» **To do**: Rewrite the part of the records that opens with the line containing "of the background" and runs through the end of the records, request lines included. Raise every coordinate in the answer points by 33, and keep the request text and its sample points unchanged.

» **Records for the task**:
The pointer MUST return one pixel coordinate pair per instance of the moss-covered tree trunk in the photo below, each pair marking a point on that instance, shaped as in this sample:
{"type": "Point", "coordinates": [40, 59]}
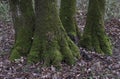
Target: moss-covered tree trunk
{"type": "Point", "coordinates": [67, 16]}
{"type": "Point", "coordinates": [51, 44]}
{"type": "Point", "coordinates": [94, 36]}
{"type": "Point", "coordinates": [23, 20]}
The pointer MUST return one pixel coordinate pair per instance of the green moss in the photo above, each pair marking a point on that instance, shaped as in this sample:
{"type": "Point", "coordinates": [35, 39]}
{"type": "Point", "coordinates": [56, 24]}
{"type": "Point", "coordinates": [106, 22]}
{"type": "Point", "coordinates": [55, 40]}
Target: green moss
{"type": "Point", "coordinates": [94, 36]}
{"type": "Point", "coordinates": [15, 54]}
{"type": "Point", "coordinates": [24, 25]}
{"type": "Point", "coordinates": [67, 16]}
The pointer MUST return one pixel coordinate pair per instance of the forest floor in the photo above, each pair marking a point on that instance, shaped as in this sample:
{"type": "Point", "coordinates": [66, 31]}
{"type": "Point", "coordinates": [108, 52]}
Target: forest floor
{"type": "Point", "coordinates": [100, 67]}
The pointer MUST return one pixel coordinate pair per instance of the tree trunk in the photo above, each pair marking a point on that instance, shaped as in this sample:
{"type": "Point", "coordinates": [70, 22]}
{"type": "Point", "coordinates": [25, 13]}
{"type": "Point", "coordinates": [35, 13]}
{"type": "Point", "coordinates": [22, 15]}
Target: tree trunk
{"type": "Point", "coordinates": [94, 37]}
{"type": "Point", "coordinates": [67, 16]}
{"type": "Point", "coordinates": [50, 43]}
{"type": "Point", "coordinates": [23, 20]}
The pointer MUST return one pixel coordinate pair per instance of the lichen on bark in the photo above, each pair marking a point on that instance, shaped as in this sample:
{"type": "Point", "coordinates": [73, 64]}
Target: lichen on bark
{"type": "Point", "coordinates": [23, 20]}
{"type": "Point", "coordinates": [51, 44]}
{"type": "Point", "coordinates": [94, 36]}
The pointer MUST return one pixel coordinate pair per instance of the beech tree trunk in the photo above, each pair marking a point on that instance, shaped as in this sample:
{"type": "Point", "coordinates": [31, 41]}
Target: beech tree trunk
{"type": "Point", "coordinates": [94, 36]}
{"type": "Point", "coordinates": [23, 20]}
{"type": "Point", "coordinates": [67, 16]}
{"type": "Point", "coordinates": [50, 43]}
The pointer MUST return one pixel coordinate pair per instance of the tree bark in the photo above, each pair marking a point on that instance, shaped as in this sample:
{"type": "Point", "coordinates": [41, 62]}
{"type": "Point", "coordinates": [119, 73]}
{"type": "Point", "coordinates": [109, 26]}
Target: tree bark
{"type": "Point", "coordinates": [51, 45]}
{"type": "Point", "coordinates": [94, 36]}
{"type": "Point", "coordinates": [23, 20]}
{"type": "Point", "coordinates": [67, 16]}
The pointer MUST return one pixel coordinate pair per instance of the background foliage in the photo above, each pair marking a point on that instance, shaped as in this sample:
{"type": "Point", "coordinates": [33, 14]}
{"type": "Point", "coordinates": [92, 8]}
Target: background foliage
{"type": "Point", "coordinates": [112, 9]}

» **Written solution**:
The pointer MUST return one pixel coordinate pair per instance of the background foliage in the photo above, each pair marking a point on that instance, shaped as in this sample:
{"type": "Point", "coordinates": [33, 14]}
{"type": "Point", "coordinates": [92, 8]}
Target: background foliage
{"type": "Point", "coordinates": [145, 42]}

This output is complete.